- What to work on: What is the number of lines below that include the string "roof"? Provide that number alone.

- Region pointing data:

------------

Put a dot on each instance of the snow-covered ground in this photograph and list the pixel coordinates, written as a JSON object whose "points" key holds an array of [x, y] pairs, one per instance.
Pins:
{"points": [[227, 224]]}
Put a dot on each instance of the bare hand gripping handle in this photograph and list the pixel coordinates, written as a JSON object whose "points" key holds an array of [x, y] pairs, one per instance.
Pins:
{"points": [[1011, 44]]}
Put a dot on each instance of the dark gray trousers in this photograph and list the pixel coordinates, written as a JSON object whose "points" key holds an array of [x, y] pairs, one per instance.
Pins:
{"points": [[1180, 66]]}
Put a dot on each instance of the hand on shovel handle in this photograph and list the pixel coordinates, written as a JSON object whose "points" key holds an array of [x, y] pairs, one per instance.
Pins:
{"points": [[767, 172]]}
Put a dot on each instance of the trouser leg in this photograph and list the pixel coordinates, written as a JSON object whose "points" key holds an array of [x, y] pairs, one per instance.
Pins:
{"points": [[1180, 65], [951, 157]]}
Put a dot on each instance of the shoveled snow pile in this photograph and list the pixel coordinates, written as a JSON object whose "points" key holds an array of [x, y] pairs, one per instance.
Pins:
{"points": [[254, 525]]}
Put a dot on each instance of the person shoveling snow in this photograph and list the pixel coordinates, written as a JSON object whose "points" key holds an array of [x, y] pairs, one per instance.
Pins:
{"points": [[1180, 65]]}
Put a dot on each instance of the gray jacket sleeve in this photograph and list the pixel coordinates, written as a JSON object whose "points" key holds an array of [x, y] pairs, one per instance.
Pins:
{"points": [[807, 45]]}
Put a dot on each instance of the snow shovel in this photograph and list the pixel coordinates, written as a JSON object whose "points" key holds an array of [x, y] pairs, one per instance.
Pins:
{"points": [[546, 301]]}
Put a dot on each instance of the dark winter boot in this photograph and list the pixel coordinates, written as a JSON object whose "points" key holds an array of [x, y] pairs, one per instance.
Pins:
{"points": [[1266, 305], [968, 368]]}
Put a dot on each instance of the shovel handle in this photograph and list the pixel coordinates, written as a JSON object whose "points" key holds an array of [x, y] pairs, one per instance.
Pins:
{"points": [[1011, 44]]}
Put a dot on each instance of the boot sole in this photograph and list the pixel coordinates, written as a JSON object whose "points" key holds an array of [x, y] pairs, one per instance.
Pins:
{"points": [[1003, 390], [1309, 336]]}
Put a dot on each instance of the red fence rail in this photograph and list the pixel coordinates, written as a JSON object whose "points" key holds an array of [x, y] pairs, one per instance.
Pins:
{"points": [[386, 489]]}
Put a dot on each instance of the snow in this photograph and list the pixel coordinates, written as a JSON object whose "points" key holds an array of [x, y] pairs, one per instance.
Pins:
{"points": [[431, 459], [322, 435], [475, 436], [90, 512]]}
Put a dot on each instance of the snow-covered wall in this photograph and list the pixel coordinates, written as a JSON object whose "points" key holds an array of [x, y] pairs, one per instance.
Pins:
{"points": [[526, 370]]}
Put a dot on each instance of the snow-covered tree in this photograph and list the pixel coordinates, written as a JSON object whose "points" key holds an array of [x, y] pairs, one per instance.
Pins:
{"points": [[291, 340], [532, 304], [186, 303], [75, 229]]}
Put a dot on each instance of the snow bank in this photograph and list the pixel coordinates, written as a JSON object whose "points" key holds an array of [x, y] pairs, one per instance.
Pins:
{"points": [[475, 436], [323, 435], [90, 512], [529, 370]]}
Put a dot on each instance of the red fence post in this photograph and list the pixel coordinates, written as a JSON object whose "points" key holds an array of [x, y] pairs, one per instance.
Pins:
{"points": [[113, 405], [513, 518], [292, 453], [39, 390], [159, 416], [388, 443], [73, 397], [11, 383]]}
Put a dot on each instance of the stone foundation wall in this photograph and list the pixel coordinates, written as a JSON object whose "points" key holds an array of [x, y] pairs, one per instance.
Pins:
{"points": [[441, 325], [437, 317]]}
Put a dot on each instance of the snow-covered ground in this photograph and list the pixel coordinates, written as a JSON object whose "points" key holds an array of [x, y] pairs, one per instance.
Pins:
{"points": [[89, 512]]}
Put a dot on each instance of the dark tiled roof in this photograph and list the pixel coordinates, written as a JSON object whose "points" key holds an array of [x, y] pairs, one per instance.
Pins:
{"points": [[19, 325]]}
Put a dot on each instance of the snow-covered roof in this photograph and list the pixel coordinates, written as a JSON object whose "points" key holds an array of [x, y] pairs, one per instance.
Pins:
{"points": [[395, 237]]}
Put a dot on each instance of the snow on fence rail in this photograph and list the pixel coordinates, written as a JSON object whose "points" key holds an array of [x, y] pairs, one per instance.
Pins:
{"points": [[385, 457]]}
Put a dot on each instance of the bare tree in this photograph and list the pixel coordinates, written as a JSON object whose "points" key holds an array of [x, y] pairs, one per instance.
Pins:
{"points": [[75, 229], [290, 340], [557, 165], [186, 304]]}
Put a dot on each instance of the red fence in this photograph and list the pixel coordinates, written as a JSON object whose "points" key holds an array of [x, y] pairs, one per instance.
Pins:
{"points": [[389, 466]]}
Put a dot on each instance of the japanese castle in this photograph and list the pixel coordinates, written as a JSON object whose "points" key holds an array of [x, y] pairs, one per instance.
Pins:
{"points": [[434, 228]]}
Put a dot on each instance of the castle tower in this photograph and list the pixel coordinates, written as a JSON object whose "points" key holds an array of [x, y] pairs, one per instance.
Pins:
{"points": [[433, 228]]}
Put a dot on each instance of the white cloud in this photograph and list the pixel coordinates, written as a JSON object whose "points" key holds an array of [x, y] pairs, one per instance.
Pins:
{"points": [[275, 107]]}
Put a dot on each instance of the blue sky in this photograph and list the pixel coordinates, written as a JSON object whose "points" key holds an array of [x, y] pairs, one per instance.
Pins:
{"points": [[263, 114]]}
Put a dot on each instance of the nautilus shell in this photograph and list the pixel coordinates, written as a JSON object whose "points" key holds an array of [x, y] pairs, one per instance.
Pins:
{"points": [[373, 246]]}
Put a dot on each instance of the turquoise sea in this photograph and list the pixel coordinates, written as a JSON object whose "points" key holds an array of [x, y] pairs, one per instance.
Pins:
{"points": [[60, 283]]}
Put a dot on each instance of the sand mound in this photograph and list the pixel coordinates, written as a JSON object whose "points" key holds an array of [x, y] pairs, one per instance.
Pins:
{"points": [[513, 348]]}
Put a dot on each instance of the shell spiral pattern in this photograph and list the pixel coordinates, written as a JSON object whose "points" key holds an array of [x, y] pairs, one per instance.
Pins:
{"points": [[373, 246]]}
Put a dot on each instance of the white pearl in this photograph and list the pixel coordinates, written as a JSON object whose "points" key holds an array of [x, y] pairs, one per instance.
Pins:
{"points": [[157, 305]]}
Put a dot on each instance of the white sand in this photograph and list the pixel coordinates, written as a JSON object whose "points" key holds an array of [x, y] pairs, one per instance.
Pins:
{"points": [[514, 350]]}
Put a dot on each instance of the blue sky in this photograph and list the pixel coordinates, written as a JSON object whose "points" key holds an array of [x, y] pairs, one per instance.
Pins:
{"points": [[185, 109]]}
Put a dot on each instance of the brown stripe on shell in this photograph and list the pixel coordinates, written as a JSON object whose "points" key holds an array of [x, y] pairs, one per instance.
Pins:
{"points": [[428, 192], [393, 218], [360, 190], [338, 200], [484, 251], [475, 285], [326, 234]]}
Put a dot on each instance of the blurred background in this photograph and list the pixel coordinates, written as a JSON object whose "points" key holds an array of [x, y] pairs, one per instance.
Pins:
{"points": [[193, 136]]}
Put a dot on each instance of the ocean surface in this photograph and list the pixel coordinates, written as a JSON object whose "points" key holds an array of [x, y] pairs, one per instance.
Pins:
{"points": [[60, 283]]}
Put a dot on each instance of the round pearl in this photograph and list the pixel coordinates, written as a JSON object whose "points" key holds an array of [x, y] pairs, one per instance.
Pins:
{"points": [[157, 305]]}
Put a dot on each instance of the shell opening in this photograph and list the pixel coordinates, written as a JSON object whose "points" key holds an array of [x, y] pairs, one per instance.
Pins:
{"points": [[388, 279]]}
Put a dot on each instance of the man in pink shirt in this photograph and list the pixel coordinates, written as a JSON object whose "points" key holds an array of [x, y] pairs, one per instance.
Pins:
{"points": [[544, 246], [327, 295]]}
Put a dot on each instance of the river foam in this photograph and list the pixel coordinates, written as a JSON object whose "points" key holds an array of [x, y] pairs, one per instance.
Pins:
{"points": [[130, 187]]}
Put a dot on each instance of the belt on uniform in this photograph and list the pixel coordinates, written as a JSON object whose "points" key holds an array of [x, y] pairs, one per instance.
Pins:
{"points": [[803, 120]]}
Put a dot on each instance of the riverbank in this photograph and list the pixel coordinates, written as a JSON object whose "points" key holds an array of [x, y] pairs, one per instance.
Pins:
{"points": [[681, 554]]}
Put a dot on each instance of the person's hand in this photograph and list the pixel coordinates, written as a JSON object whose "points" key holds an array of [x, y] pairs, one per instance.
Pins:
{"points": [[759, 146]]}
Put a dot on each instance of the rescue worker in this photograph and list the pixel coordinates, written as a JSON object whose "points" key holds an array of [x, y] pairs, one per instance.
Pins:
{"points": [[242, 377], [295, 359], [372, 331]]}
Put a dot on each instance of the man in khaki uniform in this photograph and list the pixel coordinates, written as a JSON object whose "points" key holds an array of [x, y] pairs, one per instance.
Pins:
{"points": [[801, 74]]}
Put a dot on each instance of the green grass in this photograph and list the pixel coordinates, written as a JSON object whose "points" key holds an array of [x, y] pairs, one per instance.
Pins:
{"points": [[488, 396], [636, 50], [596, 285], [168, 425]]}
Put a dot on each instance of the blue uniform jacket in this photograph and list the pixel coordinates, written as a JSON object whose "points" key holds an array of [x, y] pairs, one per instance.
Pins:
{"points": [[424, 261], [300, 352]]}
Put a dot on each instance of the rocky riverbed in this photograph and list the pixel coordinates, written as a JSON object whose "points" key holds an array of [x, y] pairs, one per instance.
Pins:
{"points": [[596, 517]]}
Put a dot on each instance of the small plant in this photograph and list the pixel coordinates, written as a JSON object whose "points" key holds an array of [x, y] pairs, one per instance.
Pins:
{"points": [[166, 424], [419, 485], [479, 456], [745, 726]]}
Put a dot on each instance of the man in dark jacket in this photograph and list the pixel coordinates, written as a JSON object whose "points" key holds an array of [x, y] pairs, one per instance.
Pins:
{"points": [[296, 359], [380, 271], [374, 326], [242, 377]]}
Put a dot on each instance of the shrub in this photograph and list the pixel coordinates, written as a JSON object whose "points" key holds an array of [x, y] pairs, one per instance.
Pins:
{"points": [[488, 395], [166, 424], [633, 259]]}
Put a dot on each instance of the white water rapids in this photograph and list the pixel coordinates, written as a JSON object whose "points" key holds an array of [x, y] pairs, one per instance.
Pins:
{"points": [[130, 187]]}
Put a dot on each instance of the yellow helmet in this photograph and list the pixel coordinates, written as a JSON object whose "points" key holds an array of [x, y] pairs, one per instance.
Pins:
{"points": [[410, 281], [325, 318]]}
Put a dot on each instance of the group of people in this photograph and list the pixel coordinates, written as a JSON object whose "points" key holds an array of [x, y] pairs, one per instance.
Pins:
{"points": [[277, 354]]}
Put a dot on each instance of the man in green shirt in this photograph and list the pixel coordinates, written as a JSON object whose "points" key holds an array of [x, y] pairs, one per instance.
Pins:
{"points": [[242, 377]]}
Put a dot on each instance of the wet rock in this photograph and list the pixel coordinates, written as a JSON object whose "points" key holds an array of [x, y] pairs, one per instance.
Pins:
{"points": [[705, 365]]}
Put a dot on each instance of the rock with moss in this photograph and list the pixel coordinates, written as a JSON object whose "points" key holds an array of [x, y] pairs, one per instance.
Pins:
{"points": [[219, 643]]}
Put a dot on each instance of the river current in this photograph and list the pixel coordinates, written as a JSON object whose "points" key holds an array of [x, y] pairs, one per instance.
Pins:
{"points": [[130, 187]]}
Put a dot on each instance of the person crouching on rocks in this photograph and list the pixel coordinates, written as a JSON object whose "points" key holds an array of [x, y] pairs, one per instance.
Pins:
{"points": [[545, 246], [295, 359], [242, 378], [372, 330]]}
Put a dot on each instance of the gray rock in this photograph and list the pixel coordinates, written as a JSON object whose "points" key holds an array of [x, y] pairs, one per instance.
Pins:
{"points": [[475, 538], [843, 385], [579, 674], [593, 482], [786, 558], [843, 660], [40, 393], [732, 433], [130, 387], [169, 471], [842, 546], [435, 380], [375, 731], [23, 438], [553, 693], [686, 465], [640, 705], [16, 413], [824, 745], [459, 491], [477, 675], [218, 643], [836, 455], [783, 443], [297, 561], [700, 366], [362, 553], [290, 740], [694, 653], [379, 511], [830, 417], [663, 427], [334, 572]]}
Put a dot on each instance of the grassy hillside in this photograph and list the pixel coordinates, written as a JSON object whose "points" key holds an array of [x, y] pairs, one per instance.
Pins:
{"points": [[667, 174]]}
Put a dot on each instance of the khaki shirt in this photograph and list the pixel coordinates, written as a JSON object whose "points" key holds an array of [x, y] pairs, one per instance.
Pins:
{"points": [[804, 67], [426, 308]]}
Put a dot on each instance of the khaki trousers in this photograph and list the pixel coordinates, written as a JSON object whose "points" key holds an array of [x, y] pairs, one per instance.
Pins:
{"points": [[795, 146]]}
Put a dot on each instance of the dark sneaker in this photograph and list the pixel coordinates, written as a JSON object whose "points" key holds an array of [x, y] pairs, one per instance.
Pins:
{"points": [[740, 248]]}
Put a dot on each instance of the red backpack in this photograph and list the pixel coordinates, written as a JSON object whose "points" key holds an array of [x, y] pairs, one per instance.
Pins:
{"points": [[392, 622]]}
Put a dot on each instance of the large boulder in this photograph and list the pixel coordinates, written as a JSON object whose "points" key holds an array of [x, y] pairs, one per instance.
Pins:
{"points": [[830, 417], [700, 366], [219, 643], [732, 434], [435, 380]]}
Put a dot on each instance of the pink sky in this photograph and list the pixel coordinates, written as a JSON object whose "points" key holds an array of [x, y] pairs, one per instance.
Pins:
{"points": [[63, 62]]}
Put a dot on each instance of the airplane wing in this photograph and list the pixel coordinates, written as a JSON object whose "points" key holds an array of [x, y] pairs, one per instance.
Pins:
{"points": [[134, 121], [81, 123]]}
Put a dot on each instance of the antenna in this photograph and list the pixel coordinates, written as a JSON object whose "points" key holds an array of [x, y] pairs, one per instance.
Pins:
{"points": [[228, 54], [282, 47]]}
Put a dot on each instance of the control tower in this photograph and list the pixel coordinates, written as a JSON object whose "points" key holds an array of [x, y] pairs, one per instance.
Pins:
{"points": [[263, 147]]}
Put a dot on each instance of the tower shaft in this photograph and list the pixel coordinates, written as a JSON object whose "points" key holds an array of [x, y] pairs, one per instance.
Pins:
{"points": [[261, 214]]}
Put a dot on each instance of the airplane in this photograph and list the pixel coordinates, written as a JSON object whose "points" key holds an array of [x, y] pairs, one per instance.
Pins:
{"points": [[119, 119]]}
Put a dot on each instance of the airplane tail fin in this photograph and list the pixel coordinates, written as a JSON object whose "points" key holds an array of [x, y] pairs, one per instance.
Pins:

------------

- Your response: 2